_SUPPLIED TEXT_:
Abstract
Adipose tissue engineering offers a promising alternative to current breast reconstruction options. However, the conventional approach of using a scaffold in combination with adipose-derived precursor cells poses several problems in terms of scalability and hence clinical feasibility. Following the body-as-a-bioreactor approach, this study proposes a unique concept of delayed fat injection into an additive biomanufactured and custom-made scaffold. Three study groups were evaluated: Empty scaffold, Scaffold containing 4 cm3 lipoaspirate and Empty scaffold +2-week prevascularisation period. In group 3, of prevascularisation, 4 cm3 of lipoaspirate was injected into scaffolds after 2 weeks. Using a well-characterised additive biomanufacturing technology platform, patient-specific scaffolds made of medical-grade-polycaprolactone were designed and fabricated. Scaffolds were implanted in subglandular pockets in immunocompetent minipigs (n = 4) for 24-weeks. Angiogenesis and adipose tissue regeneration were observed in all constructs. Histological evaluation showed that the prevascularisation + lipoaspirate group had the highest relative area of adipose tissue (47.32% ± 4.12) which was significantly higher than both lipoaspirate-only (39.67% ± 2.04) and empty control group (8.31% ± 8.94) and similar to native breast tissue (44.97% ± 14.12). This large preclinical animal study provides proof-of-principle that the clinically applicable prevascularisation and delayed fat-injection techniques can be used for regeneration of large volumes of adipose tissue.

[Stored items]
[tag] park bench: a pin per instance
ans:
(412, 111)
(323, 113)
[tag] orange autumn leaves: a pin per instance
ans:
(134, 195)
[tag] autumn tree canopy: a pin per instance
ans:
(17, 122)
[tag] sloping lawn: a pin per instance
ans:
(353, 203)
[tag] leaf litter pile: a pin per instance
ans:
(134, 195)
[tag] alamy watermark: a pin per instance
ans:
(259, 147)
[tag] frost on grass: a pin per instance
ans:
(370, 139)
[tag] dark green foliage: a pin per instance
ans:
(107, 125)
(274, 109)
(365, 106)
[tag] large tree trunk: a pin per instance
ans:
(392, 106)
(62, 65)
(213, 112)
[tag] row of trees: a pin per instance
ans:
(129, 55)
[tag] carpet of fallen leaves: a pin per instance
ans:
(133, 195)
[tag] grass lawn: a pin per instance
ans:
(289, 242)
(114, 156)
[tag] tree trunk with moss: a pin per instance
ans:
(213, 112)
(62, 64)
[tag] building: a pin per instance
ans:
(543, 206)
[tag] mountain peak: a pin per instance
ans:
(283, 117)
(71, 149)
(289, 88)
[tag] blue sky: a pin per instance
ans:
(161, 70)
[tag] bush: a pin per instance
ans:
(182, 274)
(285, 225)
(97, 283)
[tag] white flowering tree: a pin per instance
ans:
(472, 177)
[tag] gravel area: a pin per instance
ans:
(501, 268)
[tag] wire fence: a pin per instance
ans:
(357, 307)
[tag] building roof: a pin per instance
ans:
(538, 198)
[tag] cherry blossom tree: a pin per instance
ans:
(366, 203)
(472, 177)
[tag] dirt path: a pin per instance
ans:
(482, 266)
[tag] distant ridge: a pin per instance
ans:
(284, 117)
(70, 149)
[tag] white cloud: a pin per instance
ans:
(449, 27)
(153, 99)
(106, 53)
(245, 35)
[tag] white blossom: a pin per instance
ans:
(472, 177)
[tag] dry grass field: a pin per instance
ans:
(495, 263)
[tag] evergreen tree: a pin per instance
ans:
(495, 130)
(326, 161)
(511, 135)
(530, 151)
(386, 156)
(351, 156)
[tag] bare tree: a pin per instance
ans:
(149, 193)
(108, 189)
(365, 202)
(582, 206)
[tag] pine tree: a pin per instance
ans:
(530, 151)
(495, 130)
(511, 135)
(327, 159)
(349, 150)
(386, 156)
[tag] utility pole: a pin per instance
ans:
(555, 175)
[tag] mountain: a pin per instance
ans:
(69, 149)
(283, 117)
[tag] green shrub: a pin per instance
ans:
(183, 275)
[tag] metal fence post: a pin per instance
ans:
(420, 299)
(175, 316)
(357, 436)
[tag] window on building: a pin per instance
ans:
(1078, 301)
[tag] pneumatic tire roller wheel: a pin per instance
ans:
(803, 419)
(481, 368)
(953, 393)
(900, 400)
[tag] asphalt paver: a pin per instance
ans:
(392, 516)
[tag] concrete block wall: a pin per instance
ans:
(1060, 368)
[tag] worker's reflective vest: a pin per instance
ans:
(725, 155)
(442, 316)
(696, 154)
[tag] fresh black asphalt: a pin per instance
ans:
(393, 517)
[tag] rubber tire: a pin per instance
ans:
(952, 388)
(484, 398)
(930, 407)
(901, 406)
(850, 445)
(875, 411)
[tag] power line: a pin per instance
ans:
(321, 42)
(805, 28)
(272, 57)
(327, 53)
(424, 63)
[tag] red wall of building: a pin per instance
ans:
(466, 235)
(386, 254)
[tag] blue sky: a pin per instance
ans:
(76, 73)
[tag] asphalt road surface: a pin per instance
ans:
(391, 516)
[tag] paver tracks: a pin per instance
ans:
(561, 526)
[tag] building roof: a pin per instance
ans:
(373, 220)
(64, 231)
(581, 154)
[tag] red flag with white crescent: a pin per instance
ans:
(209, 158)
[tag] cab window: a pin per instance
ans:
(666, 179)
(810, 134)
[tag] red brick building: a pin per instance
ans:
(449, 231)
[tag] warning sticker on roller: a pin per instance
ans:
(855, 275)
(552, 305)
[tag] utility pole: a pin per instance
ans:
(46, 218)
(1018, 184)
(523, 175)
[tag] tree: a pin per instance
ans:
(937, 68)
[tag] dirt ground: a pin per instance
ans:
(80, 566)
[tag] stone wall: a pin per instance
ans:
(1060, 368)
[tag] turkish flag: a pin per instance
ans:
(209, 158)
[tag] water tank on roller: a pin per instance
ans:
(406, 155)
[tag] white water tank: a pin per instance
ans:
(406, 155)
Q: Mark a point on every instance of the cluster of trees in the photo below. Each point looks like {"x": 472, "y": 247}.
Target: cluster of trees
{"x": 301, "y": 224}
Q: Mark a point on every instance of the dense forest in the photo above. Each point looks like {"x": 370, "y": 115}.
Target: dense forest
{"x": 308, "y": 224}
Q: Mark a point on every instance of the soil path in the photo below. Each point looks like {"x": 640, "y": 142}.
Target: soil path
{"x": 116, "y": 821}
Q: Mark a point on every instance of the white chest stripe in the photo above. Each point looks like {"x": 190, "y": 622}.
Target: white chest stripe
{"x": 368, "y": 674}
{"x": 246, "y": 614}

_REQUIRED ACTION_: Copy out the abstract on adipose tissue engineering for breast reconstruction in full, word for word. The lines above can be set aside.

_SOLUTION FOR THIS EXERCISE_:
Abstract
Adipose tissue engineering offers a promising alternative to current breast reconstruction options. However, the conventional approach of using a scaffold in combination with adipose-derived precursor cells poses several problems in terms of scalability and hence clinical feasibility. Following the body-as-a-bioreactor approach, this study proposes a unique concept of delayed fat injection into an additive biomanufactured and custom-made scaffold. Three study groups were evaluated: Empty scaffold, Scaffold containing 4 cm3 lipoaspirate and Empty scaffold +2-week prevascularisation period. In group 3, of prevascularisation, 4 cm3 of lipoaspirate was injected into scaffolds after 2 weeks. Using a well-characterised additive biomanufacturing technology platform, patient-specific scaffolds made of medical-grade-polycaprolactone were designed and fabricated. Scaffolds were implanted in subglandular pockets in immunocompetent minipigs (n = 4) for 24-weeks. Angiogenesis and adipose tissue regeneration were observed in all constructs. Histological evaluation showed that the prevascularisation + lipoaspirate group had the highest relative area of adipose tissue (47.32% ± 4.12) which was significantly higher than both lipoaspirate-only (39.67% ± 2.04) and empty control group (8.31% ± 8.94) and similar to native breast tissue (44.97% ± 14.12). This large preclinical animal study provides proof-of-principle that the clinically applicable prevascularisation and delayed fat-injection techniques can be used for regeneration of large volumes of adipose tissue.